La recherche Abbott a permis de mettre sur le marché un anticorps 100 % humain recombinant à action anti-TNF alpha : le D2E7 ou adalimumab. C'est son action contre le TNF alpha - dont le rôle est essentiel en matière de progression de certaines affections auto-immunes, au premier rang desquelles la polyarthrite rhumatoïde - qui a dicté les premières études cliniques. Dans cette maladie, le rôle des cytokines inflammatoires commence à être mieux compris : le TNF alpha, produit par les macrophages, agit conjointement avec les interleukine 1 et 6 sur les trois types de cellules osseuses : chondrocytes, fibroblastes et ostéoclastes. Il s'ensuit une production de métalloprotéinases et d'autres molécules qui induisent la migration de cellules polynucléaires au sein de l'os et produisent une érosion de la matrice et du cartilage. Le blocage spécifique de l'action du TNF alpha par le D2E7 permet de limiter ces phénomènes et de diminuer les manifestations de la maladie sur le cartilage et les os.
Les études cliniques du D2E7 ont été mises en place dès 1997, chez des patients atteints de PR à un stade évolué, en complément ou non d'un traitement de fond par du méthotrexate.

Des bibliothèques d'antigènes

« Actuellement, nous disposons de données cliniques sur 2 955 patients-années et certains des 2 000 sujets traités reçoivent ce médicament depuis plus de six ans », précise Elliot Chartash, directeur médical. Les études ont montré que le D2E7 utilisé en combinaison avec du méthotrexate est actif sur la progression de la maladie et permet une amélioration clinique (critère ARC 20, 50 ou 70 obtenu dans une proportion significativement plus importante).
Le Laboratoire Abbott poursuit sa stratégie d'identification d'anticorps humains en se fondant sur l'analyse de « bibliothèques d'antigènes » déterminés à partir de volontaires sains.

★ ★ ★ ★ ★

*Consigne*: Pouvez-vous résumer en deux phrases le texte sur l'adalimumab ?

★ ★ ★ ★ ★

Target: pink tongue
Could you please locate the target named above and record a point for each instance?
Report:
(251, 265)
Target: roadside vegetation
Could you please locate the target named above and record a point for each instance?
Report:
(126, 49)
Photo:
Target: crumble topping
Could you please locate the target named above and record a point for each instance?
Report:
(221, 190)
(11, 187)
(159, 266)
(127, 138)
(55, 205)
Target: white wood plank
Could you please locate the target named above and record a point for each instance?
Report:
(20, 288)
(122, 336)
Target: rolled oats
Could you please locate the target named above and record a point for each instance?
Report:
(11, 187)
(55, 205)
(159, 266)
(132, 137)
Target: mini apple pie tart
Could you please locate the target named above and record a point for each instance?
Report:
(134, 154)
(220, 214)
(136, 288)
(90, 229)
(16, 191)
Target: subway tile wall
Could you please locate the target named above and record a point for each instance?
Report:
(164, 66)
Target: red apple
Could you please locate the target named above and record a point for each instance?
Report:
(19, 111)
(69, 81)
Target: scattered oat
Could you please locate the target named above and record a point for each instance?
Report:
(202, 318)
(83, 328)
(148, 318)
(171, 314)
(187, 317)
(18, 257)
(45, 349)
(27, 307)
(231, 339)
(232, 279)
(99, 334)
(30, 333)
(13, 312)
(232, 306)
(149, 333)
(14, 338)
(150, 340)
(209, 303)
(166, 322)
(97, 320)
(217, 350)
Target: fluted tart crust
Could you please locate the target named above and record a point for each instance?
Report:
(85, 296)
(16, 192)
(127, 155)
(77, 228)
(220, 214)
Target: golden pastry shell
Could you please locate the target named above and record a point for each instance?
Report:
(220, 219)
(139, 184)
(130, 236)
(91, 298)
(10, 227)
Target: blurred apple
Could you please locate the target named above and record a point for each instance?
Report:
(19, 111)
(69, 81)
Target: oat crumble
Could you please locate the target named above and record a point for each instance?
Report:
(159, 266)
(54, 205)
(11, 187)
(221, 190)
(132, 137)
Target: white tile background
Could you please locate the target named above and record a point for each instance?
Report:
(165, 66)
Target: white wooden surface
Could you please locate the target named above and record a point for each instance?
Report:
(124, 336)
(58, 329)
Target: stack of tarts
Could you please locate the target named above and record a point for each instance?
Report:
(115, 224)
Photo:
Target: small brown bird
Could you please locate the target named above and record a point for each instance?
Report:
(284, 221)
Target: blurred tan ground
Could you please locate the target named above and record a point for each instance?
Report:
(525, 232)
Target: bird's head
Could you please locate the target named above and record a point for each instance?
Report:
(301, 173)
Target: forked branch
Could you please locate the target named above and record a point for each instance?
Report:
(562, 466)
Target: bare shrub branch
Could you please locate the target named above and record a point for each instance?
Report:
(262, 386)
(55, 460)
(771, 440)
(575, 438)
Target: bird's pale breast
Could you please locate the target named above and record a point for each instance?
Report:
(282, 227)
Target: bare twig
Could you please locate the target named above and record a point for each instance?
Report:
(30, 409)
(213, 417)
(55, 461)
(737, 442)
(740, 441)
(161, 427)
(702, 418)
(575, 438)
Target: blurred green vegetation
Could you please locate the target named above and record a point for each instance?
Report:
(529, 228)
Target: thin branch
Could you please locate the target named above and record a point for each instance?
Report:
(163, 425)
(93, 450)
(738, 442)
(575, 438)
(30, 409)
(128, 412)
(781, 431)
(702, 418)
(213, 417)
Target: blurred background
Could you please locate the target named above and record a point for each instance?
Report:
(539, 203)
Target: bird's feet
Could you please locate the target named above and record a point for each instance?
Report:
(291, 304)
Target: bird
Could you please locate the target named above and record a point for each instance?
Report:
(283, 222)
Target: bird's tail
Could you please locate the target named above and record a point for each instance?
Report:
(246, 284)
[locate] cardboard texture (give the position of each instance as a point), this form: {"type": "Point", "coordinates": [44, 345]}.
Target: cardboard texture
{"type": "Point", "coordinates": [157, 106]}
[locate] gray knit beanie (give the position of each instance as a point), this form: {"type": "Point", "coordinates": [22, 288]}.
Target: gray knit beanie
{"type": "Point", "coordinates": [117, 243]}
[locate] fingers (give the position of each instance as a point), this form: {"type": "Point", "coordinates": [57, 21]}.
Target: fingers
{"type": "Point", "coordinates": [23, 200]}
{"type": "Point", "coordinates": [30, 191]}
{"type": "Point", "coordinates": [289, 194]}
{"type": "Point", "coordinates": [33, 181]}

★ ★ ★ ★ ★

*Zone de réponse*: Issu de la recherche Abbott, l'adalimumab (D2E7) est un anticorps 100 % humain recombinant qui bloque spécifiquement le TNF alpha, une cytokine essentielle à la progression de la polyarthrite rhumatoïde, ce qui limite l'érosion du cartilage et des os. Étudié dès 1997 chez des patients atteints de PR à un stade évolué, il s'est montré actif sur la progression de la maladie en combinaison avec le méthotrexate et a permis une amélioration clinique.